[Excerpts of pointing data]
============================================================

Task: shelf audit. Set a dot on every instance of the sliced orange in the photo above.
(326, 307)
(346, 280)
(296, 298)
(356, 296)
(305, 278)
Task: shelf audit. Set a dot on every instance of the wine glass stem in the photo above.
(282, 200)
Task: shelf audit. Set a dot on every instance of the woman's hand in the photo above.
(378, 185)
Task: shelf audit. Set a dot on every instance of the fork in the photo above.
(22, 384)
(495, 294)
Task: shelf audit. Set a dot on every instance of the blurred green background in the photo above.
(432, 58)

============================================================

*SHORT EXERCISE*:
Render the stretch of records from the line containing "stem in the photo above." through the end of the records as a two-column CSV with the headers record_text and answer. Give one row per record, put each field in quotation marks, and replace any line breaks with spaces.

*SOLUTION*:
record_text,answer
"Task: shelf audit. Set a dot on every instance of the wine glass stem in the photo above.","(282, 200)"
"Task: shelf audit. Set a dot on every instance of the woman's hand in the photo above.","(378, 185)"
"Task: shelf audit. Set a dot on every instance of the fork in the photo above.","(22, 384) (495, 294)"
"Task: shelf audit. Set a dot on every instance of the blurred green background in the photo above.","(432, 58)"